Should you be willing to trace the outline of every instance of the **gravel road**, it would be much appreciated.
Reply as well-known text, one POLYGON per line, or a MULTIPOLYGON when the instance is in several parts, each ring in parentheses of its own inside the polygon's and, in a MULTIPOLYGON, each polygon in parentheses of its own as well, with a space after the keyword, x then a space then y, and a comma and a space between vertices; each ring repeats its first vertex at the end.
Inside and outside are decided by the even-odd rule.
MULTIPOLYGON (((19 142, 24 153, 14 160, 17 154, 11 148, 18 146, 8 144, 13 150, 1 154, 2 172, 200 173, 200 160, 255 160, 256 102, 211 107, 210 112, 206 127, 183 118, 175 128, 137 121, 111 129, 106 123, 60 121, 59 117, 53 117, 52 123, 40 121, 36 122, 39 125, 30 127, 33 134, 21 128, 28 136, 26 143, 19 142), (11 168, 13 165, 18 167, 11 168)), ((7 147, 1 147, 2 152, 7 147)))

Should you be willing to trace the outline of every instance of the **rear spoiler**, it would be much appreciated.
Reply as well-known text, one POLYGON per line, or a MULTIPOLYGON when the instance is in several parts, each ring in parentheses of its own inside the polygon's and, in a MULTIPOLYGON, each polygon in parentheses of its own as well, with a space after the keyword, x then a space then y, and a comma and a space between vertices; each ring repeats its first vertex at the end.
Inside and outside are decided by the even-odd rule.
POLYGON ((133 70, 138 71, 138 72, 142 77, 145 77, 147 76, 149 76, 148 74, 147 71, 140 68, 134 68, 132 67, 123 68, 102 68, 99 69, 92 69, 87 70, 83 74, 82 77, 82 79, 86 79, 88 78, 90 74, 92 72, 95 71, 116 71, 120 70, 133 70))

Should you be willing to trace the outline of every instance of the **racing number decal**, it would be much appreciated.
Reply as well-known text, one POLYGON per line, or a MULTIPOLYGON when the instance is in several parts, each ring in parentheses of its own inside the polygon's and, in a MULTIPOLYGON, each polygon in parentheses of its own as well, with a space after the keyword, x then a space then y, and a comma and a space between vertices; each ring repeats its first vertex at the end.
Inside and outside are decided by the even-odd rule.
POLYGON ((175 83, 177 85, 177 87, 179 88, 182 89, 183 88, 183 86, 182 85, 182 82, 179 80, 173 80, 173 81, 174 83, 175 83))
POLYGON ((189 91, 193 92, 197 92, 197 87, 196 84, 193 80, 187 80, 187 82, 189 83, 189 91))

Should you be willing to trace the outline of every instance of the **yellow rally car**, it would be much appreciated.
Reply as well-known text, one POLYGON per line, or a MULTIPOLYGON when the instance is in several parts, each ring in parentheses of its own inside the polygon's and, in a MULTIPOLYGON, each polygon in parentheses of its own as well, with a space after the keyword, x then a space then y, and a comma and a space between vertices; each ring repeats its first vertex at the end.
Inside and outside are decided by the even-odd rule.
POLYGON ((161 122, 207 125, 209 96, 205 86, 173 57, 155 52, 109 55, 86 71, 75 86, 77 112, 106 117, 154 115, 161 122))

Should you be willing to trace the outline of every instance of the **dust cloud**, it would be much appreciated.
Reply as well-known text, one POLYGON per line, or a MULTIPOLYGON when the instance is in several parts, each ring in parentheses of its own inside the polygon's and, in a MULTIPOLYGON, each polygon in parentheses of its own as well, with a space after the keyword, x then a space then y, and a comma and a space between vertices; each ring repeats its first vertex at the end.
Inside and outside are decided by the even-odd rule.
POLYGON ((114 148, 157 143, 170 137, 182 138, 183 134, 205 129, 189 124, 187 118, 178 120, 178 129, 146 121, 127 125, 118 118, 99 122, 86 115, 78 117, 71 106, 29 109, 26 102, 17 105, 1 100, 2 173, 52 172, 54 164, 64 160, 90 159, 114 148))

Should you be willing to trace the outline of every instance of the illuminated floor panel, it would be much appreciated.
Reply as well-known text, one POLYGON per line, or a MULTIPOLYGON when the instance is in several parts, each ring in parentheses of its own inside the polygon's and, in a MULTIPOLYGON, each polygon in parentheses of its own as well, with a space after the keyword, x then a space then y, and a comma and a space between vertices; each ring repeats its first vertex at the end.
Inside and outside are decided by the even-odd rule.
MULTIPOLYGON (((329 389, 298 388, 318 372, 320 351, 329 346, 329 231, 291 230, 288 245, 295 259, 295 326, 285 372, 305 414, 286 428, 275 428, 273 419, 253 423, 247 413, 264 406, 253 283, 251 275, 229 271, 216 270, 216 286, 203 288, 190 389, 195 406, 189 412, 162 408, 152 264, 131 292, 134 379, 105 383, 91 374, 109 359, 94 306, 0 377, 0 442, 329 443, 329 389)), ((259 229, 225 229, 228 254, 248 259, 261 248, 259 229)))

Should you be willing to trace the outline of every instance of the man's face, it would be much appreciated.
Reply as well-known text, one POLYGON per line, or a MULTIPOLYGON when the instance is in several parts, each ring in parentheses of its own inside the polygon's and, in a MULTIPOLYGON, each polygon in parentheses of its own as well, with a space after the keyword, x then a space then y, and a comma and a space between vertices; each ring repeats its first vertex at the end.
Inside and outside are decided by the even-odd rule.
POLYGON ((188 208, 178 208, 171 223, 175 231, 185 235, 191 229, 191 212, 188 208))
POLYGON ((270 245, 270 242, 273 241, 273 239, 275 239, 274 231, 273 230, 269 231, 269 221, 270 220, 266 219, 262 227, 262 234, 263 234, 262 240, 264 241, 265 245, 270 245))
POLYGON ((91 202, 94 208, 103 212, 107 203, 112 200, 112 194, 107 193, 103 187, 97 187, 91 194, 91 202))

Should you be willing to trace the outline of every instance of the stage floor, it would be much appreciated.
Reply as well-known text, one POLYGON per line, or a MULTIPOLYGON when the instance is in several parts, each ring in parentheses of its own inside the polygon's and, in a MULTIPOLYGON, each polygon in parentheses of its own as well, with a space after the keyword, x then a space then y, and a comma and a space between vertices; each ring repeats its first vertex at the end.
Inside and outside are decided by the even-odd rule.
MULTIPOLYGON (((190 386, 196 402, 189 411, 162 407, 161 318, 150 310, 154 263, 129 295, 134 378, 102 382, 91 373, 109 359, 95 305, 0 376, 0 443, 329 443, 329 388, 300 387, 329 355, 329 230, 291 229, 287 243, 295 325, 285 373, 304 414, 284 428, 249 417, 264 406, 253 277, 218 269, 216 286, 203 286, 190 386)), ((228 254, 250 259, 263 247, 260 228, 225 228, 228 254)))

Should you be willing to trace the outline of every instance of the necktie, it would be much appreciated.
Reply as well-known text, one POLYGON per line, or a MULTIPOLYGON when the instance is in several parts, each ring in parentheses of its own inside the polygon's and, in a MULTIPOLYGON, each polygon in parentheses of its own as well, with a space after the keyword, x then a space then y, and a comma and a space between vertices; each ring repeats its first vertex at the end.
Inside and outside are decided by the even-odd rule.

◇ ◇ ◇ ◇ ◇

TO DO
Rewrite all of the records above, replacing every occurrence of "well-known text" with "WKT" and leaving everything else unchanged.

EXERCISE RESULT
Should you be willing to trace the outline of every instance of the **gravel road**, it would be much appreciated.
Reply as WKT, one POLYGON per line, or a MULTIPOLYGON when the instance is in several parts, each ring in parentheses of its own inside the polygon's and, in a MULTIPOLYGON, each polygon in parentheses of its own as well, with a space after the keyword, x then a space then y, and a comma and a space between vertices; each ring repeats its first vertex at the end.
Inside and outside are decided by the even-odd rule.
MULTIPOLYGON (((19 142, 24 153, 14 160, 17 154, 11 148, 18 146, 8 144, 13 150, 1 154, 2 172, 200 173, 200 160, 255 160, 256 102, 211 107, 210 112, 206 127, 183 118, 175 128, 137 121, 111 129, 106 123, 60 121, 59 117, 53 117, 52 123, 40 121, 36 122, 39 125, 30 127, 33 134, 21 128, 28 136, 26 143, 19 142), (11 168, 13 165, 18 167, 11 168)), ((7 147, 1 147, 2 152, 7 147)))

Should you be willing to trace the outline of every instance of the **rear spoiler**, it would be much appreciated.
Reply as WKT, one POLYGON per line, or a MULTIPOLYGON when the instance is in several parts, each ring in parentheses of its own inside the polygon's and, in a MULTIPOLYGON, each polygon in parentheses of its own as well, with a space after the keyword, x then a space then y, and a comma and a space between vertices; each ring repeats its first vertex at the end.
Inside and outside are decided by the even-odd rule.
POLYGON ((133 70, 138 71, 138 72, 142 77, 145 77, 147 76, 149 76, 148 74, 147 71, 140 68, 134 68, 132 67, 123 68, 102 68, 99 69, 92 69, 87 70, 83 74, 82 77, 82 79, 86 79, 88 78, 90 74, 92 72, 95 71, 116 71, 120 70, 133 70))

Should you be willing to trace the outline of every instance of the **racing number decal**, it would be much appreciated.
Reply as WKT, one POLYGON per line, or a MULTIPOLYGON when the instance is in several parts, each ring in parentheses of its own inside the polygon's and, in a MULTIPOLYGON, each polygon in parentheses of its own as well, with a space after the keyword, x then a space then y, and a comma and a space between vertices; each ring repeats its first vertex at the end.
Inside and outside are decided by the even-odd rule.
POLYGON ((175 83, 177 85, 177 87, 179 88, 182 89, 183 88, 183 86, 182 85, 182 82, 179 80, 173 80, 173 81, 174 83, 175 83))
POLYGON ((189 91, 193 92, 197 92, 197 87, 196 84, 193 80, 187 80, 187 82, 189 83, 189 91))

Should you be willing to trace the outline of every instance of the **yellow rally car**, it would be much appreciated.
Reply as WKT, one POLYGON per line, or a MULTIPOLYGON when the instance is in several parts, each ring in parentheses of its own inside the polygon's and, in a MULTIPOLYGON, each polygon in parentheses of its own as well, with a space after the keyword, x then a space then y, and a comma and a space between vertices; each ring repeats its first vertex at the end.
Inside and outside are decided by the even-odd rule.
POLYGON ((161 122, 207 125, 209 96, 205 86, 173 57, 155 52, 109 55, 86 71, 75 86, 77 112, 106 117, 154 115, 161 122))

Should you be willing to trace the outline of every instance of the **dust cloud**, it would be much appreciated.
Reply as WKT, one POLYGON per line, or a MULTIPOLYGON when the instance is in several parts, each ring in parentheses of its own inside the polygon's and, in a MULTIPOLYGON, each polygon in parentheses of its own as well, with a space after the keyword, x then a space then y, and a comma and a space between vertices; each ring repeats its first vertex at the end.
Inside and outside are decided by the even-odd rule.
POLYGON ((114 148, 157 143, 170 137, 182 138, 183 134, 205 129, 189 124, 187 118, 178 120, 178 129, 146 121, 127 125, 118 118, 99 122, 86 115, 78 117, 71 106, 29 109, 26 102, 17 105, 1 100, 2 173, 52 172, 54 164, 64 160, 90 159, 114 148))

Should you be willing to trace the outline of every instance of the illuminated floor panel, it would be much appreciated.
Reply as WKT, one POLYGON per line, or a MULTIPOLYGON when the instance is in several parts, each ring in parentheses of its own inside the polygon's and, in a MULTIPOLYGON, each polygon in parentheses of its own as well, with a space after the keyword, x then a space then y, and a comma and a space between vertices; each ring repeats its first vertex at the end.
Inside and outside are decided by the even-odd rule.
MULTIPOLYGON (((329 389, 298 388, 318 372, 320 351, 329 346, 329 231, 291 230, 288 245, 295 259, 295 326, 285 372, 305 414, 286 428, 275 428, 273 419, 253 423, 247 413, 264 406, 253 283, 251 275, 229 271, 216 270, 216 286, 203 288, 190 389, 195 406, 189 412, 162 408, 152 264, 131 292, 134 379, 105 383, 91 374, 109 359, 94 306, 0 377, 0 442, 329 443, 329 389)), ((259 229, 225 229, 228 254, 248 259, 261 248, 259 229)))

Should you be willing to trace the outline of every instance of the man's face, it would be much appreciated.
Reply as WKT, one POLYGON per line, or a MULTIPOLYGON when the instance is in several parts, each ring in parentheses of its own inside the polygon's and, in a MULTIPOLYGON, each polygon in parentheses of its own as well, with a space after the keyword, x then a space then y, and a comma and a space between vertices; each ring repeats its first vertex at the end.
Inside and outside are decided by the even-odd rule.
POLYGON ((188 208, 178 208, 171 223, 175 231, 185 235, 191 229, 191 212, 188 208))
POLYGON ((270 245, 270 242, 273 241, 273 239, 275 239, 274 231, 273 230, 269 231, 269 221, 270 220, 266 219, 262 227, 262 234, 263 234, 262 240, 264 241, 265 245, 270 245))
POLYGON ((91 202, 94 208, 103 212, 107 203, 112 200, 112 194, 107 193, 103 187, 97 187, 91 194, 91 202))

Should you be willing to trace the outline of every instance of the stage floor, it would be much appreciated.
Reply as WKT, one POLYGON per line, or a MULTIPOLYGON when the instance is in several parts, each ring in parentheses of its own inside the polygon's and, in a MULTIPOLYGON, each polygon in parentheses of its own as well, with a space after the keyword, x then a space then y, and a comma and a space between vertices; each ring repeats its first vertex at the end.
Inside and outside are decided by the even-odd rule.
MULTIPOLYGON (((190 386, 196 402, 189 411, 162 407, 161 318, 150 310, 154 263, 129 295, 134 378, 102 382, 91 373, 109 359, 95 305, 0 376, 0 443, 329 443, 329 388, 300 387, 329 355, 329 230, 291 229, 287 243, 295 325, 285 373, 304 414, 284 428, 249 417, 264 406, 253 277, 218 269, 216 286, 203 286, 190 386)), ((228 254, 250 259, 263 247, 260 228, 225 228, 228 254)))

Should you be willing to trace the outline of every instance of the necktie, it would be much appreciated.
Reply as WKT, one POLYGON per line, or a MULTIPOLYGON when the instance is in several parts, each ring in parentheses of its own inside the polygon's and, in a MULTIPOLYGON, each polygon in parentheses of its own as well, with a space after the keyword, x then a space then y, and a comma and a space between vertices; each ring repeats its first vertex at the end.
Inside and outside are decided by the even-odd rule.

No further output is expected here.